Your answer should be every line below that includes the word "small".

── Data records ──

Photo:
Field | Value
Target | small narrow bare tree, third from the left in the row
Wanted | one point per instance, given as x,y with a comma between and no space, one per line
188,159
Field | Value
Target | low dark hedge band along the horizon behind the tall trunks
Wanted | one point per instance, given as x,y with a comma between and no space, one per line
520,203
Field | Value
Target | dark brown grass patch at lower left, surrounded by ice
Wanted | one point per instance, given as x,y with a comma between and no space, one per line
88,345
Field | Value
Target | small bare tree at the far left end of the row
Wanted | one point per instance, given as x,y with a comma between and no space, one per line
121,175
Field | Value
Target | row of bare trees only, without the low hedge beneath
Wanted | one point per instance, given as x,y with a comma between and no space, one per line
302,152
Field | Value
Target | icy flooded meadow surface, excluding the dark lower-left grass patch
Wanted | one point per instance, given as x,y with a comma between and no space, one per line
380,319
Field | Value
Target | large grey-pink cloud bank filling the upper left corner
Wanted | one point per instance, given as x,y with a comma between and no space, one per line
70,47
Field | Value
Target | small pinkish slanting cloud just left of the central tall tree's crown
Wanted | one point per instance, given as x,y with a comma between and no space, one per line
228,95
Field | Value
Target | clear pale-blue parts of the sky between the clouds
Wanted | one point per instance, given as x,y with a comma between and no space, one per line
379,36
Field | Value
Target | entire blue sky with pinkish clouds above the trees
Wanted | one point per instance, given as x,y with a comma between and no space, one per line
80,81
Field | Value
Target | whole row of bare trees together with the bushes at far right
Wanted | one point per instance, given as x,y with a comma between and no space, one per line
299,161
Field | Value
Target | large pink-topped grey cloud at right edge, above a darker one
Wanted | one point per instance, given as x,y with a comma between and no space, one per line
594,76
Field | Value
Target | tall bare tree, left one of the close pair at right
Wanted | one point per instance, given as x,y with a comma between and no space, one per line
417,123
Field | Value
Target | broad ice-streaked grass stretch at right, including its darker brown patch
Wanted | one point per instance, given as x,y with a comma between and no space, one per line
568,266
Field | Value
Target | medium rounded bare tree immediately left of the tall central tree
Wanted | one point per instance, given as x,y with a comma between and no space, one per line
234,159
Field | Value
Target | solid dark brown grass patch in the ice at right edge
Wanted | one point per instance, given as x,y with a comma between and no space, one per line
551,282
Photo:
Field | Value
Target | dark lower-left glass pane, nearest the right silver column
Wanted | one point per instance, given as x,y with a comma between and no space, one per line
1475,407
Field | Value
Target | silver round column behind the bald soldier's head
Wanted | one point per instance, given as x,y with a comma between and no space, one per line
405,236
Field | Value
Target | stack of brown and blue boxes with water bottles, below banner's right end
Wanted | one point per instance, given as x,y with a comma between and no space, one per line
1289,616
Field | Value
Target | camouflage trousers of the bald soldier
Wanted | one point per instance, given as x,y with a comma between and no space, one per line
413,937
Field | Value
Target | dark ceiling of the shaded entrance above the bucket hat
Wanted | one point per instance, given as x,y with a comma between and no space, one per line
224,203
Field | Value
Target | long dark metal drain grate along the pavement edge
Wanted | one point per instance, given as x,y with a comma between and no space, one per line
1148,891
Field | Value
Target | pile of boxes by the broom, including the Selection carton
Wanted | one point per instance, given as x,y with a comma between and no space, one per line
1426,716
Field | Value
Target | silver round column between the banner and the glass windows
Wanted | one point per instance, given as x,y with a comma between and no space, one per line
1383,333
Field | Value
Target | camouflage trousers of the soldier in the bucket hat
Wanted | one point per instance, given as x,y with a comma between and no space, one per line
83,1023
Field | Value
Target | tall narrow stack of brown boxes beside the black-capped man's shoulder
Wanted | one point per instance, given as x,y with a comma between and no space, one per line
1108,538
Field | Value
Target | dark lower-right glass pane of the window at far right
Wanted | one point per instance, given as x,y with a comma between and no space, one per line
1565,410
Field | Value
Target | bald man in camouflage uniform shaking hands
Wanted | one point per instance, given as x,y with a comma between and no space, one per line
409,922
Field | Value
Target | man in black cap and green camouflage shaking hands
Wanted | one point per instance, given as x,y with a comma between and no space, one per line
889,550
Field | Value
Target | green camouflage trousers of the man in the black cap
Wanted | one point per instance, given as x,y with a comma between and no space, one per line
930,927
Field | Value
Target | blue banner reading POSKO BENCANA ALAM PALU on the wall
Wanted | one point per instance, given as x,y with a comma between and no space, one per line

───

### Expected answer
Target | small narrow bare tree, third from the left in the row
Target | small bare tree at the far left end of the row
Target | small pinkish slanting cloud just left of the central tall tree's crown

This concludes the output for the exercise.